== Exercise instructions ==
Your answer should consist only of the lines from the line containing "of the retaining" through the last line below, each repeated exactly.

== Material provided ==
----------------

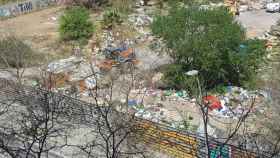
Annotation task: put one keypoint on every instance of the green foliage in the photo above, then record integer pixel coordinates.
(211, 41)
(111, 18)
(75, 24)
(15, 53)
(123, 6)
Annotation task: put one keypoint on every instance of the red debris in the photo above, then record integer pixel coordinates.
(213, 102)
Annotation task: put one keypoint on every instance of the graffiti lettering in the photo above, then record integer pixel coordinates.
(25, 7)
(28, 6)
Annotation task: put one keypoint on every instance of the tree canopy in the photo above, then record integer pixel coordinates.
(210, 41)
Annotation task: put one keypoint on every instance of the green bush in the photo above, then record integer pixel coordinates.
(15, 53)
(75, 24)
(210, 41)
(111, 17)
(123, 6)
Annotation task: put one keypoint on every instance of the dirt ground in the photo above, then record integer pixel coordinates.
(257, 22)
(38, 29)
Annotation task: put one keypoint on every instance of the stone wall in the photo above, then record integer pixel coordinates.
(19, 8)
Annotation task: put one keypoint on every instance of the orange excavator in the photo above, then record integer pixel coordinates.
(233, 6)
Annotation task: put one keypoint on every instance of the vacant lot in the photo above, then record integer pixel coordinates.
(257, 22)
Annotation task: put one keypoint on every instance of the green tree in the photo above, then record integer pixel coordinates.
(211, 41)
(75, 24)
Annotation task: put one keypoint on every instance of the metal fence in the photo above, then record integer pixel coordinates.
(160, 137)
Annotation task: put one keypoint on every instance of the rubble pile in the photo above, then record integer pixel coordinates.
(234, 103)
(246, 5)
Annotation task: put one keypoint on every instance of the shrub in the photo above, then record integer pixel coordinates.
(123, 6)
(75, 24)
(211, 41)
(15, 53)
(111, 18)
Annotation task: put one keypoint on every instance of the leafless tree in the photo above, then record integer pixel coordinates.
(33, 123)
(231, 132)
(113, 129)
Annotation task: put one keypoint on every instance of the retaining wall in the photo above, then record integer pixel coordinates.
(23, 7)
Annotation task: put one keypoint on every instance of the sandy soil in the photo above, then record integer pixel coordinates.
(257, 22)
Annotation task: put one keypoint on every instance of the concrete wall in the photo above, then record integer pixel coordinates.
(15, 9)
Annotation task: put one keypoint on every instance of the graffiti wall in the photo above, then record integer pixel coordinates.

----------------

== Answer below ==
Annotation task: put one keypoint on every instance of the retaining wall in the photo above, then record integer pixel coordinates.
(23, 7)
Annotation task: put one keypoint on every instance of the sandy soil in the photo above, then record integer pixel coordinates.
(257, 22)
Annotation task: put one keypoint on every instance of the concrete wall in the photo above, then record integer pixel coordinates.
(15, 9)
Annotation task: put one keypoint on every instance of the graffiti wall in the photo above, then record integer pixel coordinates.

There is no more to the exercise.